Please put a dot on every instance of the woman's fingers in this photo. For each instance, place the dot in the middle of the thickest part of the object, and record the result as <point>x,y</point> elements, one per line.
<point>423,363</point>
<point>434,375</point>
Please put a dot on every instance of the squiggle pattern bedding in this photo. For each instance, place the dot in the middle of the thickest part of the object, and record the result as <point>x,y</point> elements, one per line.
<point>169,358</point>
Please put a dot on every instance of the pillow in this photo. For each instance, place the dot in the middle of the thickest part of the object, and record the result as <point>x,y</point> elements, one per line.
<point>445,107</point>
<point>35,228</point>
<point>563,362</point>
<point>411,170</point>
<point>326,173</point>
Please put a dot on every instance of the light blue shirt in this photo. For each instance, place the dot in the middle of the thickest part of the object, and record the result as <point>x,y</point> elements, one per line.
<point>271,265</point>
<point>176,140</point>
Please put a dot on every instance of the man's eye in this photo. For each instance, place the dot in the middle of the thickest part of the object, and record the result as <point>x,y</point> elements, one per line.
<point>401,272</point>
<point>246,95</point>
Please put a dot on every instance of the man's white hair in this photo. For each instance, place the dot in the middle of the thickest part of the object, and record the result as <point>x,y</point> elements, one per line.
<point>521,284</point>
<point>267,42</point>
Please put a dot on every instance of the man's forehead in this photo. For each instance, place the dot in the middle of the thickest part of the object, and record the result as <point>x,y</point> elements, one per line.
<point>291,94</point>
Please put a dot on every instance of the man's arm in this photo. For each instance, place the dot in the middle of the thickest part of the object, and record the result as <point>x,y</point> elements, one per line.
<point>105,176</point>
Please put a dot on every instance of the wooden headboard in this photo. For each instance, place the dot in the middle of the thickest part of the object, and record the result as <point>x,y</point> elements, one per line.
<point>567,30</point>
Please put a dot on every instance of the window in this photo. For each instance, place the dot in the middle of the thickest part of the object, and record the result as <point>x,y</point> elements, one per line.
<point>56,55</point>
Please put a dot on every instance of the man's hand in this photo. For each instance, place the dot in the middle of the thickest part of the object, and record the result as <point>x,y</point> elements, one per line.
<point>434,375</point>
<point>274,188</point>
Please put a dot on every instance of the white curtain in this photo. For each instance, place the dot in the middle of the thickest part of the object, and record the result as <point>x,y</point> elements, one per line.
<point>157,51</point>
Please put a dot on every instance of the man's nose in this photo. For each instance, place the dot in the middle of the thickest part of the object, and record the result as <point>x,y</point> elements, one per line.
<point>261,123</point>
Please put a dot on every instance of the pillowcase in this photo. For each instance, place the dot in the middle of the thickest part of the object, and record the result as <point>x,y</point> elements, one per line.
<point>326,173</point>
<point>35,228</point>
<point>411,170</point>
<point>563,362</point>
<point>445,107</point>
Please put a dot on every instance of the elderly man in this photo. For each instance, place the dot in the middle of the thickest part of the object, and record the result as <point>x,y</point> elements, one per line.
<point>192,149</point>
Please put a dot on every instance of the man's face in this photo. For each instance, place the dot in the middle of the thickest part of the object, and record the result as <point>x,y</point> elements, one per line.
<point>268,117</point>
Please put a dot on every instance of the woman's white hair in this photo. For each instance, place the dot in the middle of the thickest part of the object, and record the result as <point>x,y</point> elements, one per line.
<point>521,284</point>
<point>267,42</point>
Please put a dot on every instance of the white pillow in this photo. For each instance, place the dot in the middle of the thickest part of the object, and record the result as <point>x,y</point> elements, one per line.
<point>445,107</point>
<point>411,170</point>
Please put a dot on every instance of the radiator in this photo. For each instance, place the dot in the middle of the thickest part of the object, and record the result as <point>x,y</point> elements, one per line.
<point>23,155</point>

**To be done**
Please quote the data above in full, with no line missing.

**Correct result**
Please put a dot on every instance of the woman's fingers in this photo. For each instance, place the dot in the middle of the thickest part of the object, and record the result as <point>x,y</point> elements, one per line.
<point>423,363</point>
<point>434,375</point>
Please put a dot on every instance of the squiggle pattern bedding in this photo. For each instance, place the dot in the middle of the thickest part of the object, and record the result as <point>x,y</point> elements, one per line.
<point>169,358</point>
Please put a dot on every instance of the pillow in this photo. For each instance, place the dot in the middle of the thickest part of the object, and record the result as <point>x,y</point> elements, one per line.
<point>445,107</point>
<point>35,228</point>
<point>563,362</point>
<point>411,170</point>
<point>326,173</point>
Please put a dot on every instance of the light blue shirt in this photo. For each instance, place the dot in the middle of the thickest part of the object, and record the result as <point>x,y</point> elements, one per line.
<point>271,265</point>
<point>176,140</point>
Please put a dot on every instance of the man's eye in this photo. For each instance, place the dot in the middle of the thickest part of the object, and record the result as <point>x,y</point> elements, one per line.
<point>401,272</point>
<point>246,95</point>
Please put a dot on every instance of the man's white hair in this photo. For each instance, place the dot in the middle of the thickest part of the object, and record the result as <point>x,y</point> elements, one per line.
<point>521,284</point>
<point>267,42</point>
Please put a dot on every instance of the man's forehead in this photo. For each instance, place the dot in the middle of the thickest part of the object, and record the result as <point>x,y</point> elements, one per line.
<point>291,94</point>
Please put a dot on every instance of the man's arm in this photo. For each instance, place the dot in the middle of the thickest part of the object, and record the result as <point>x,y</point> elements, one per line.
<point>105,176</point>
Please put a dot on every instance of the wooden headboard in this photo. For each instance, place the dot in the middle of the thickest part of the object, and record the result as <point>x,y</point> elements, one per line.
<point>567,30</point>
Please put a dot on every instance of the window in this photo. For each instance, place the dot in the middle of the thickest part of the object, and record the result as <point>x,y</point> elements, one per line.
<point>56,55</point>
Please put a dot on every instance of the man's hand in this photo. For each instance, place the dot in the middle of the thickest part of the object, and record the result as <point>x,y</point> elements, one per line.
<point>434,375</point>
<point>274,188</point>
Please put a dot on every instance of the white curtain in this photo. For each instance, place the dot in the middle of the thickest part of the object, and record the result as <point>x,y</point> elements, one per line.
<point>157,51</point>
Please put a dot on every instance of the man's nose in this photo. For each instance, place the dot in the middle of the thickest part of the object, and record the result as <point>x,y</point> elements, one per line.
<point>261,123</point>
Please put a dot on every instance of the pillowcase in this photo. For each instance, place the dot in the middle of the thickest part of the object, and record the result as <point>x,y</point> elements, one per line.
<point>326,173</point>
<point>35,228</point>
<point>411,170</point>
<point>563,362</point>
<point>445,107</point>
Please put a dot on every instance of the elderly man in this photo. For each instance, place the dot in the middle of the thickest part of the object, and record the result as <point>x,y</point> elements, one per line.
<point>192,149</point>
Please put a dot on every instance of the man's face in this photo. For each instance, place the dot in the middle of the thickest part of the object, and record the result as <point>x,y</point> elements, one per line.
<point>268,117</point>
Please put a dot on every instance of the woman's white hair in this photo. For each instance, place the dot in the middle of the thickest part of the object, and record the result as <point>x,y</point> elements, one per line.
<point>521,284</point>
<point>267,42</point>
Please put a dot on every instance of the white pillow in this photo. For each instance, place the dot in the middle of the thickest part of the object, and record the result as <point>x,y</point> elements, one per line.
<point>445,107</point>
<point>411,170</point>
Please put a dot on every instance of the radiator in this photo. For each instance, place the dot in the middle of the thickest part of the object, and record the result as <point>x,y</point> elements, one per line.
<point>23,155</point>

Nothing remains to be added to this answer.